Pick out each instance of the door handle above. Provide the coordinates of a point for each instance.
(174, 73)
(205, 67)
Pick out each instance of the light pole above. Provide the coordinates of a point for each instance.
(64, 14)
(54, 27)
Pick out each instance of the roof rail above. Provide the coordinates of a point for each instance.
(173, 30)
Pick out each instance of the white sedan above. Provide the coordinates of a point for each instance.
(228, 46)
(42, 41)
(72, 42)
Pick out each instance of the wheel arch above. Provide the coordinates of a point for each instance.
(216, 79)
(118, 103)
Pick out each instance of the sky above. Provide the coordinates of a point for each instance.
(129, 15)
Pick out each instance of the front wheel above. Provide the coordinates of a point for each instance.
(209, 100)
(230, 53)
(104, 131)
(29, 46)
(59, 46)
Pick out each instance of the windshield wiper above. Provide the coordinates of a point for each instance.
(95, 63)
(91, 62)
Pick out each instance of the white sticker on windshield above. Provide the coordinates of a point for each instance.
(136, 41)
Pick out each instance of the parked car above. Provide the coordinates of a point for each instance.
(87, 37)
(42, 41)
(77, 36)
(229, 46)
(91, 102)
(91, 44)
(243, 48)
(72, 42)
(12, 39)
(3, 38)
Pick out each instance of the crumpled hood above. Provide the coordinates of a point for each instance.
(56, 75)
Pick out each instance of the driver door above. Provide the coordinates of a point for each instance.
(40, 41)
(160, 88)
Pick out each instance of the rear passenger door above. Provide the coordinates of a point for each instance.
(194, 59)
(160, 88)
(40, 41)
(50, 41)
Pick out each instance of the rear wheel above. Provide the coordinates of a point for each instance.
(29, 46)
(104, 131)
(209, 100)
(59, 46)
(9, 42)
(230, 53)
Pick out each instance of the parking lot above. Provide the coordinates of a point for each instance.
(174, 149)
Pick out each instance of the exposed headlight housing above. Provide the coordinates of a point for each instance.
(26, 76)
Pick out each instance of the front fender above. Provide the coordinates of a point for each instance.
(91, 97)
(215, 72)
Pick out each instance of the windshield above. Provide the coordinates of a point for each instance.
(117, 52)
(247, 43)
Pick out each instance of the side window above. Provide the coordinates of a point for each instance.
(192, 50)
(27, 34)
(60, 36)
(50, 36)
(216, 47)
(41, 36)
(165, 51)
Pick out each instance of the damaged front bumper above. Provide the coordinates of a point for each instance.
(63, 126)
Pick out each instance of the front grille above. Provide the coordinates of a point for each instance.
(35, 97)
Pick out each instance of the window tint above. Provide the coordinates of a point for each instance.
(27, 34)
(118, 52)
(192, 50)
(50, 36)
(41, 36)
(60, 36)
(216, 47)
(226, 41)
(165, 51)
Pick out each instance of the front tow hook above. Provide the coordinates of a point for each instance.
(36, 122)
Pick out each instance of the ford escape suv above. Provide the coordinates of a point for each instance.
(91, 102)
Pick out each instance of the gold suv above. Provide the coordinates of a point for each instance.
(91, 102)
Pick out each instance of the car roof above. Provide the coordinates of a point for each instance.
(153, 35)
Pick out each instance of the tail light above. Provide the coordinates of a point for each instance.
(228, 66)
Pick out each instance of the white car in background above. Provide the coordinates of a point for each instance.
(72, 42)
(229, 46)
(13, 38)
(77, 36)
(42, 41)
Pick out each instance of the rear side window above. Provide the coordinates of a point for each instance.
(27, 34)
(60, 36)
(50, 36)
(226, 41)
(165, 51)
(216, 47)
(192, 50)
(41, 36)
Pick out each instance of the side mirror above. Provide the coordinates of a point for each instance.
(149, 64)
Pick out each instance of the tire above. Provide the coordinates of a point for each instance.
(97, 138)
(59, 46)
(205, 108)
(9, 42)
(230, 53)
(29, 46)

==

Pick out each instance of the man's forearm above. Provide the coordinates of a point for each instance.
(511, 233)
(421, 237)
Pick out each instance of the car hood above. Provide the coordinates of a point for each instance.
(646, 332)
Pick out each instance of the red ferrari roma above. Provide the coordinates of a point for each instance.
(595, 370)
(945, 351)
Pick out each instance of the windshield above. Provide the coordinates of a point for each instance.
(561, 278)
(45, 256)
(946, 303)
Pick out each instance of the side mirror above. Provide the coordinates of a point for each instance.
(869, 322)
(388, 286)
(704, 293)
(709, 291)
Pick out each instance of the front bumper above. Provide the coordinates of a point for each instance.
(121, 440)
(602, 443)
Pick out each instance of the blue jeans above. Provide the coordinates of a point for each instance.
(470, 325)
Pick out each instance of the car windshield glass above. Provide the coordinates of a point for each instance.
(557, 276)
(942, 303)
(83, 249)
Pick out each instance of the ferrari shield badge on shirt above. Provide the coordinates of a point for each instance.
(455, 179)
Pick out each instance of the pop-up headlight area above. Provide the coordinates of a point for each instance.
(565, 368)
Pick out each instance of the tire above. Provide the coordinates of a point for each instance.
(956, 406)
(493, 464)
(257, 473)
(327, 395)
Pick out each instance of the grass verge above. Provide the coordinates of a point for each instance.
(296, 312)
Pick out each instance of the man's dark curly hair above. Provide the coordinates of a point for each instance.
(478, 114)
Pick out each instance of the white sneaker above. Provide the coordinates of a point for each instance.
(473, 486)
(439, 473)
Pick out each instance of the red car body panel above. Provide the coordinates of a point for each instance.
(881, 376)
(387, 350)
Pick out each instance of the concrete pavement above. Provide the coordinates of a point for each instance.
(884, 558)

## REQUEST:
Report every line of the material that contains the word "bumper", copying each line in full.

## SOLUTION:
Pick out each instance of the damaged front bumper above. Provide the coordinates of a point for each instance.
Pick out each instance of the front bumper above. Provide the coordinates of a point for each instance.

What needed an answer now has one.